### SHORT EXERCISE
List every line of the records below that contains the word "tree".

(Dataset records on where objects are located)
......

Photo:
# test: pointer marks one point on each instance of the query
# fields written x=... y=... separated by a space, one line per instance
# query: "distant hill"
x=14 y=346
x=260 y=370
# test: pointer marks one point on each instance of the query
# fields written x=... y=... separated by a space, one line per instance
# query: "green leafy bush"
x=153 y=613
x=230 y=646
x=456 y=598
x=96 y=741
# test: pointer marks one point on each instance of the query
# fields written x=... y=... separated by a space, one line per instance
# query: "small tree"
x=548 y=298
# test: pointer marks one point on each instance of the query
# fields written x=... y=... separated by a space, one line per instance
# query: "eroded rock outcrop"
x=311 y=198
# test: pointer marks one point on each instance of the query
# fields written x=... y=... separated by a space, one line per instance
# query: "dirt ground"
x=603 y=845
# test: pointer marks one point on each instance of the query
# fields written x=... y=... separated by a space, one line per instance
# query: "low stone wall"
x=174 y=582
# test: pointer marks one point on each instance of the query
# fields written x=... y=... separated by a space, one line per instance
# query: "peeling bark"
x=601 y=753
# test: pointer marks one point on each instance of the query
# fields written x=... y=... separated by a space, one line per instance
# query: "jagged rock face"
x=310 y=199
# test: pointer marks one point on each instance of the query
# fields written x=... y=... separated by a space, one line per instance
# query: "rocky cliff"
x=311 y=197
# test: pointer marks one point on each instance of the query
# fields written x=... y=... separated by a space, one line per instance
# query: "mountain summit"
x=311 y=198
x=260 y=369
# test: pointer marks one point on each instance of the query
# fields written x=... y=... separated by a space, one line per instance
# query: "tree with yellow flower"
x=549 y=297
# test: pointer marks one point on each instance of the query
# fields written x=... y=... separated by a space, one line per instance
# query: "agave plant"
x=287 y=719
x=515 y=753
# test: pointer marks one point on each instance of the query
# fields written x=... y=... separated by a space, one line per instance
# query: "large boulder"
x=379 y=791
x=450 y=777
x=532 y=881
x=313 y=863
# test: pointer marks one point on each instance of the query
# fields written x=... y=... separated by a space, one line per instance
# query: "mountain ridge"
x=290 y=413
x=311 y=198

......

### SOLUTION TO THIS PROBLEM
# query: "small tree"
# query: "tree with yellow flower"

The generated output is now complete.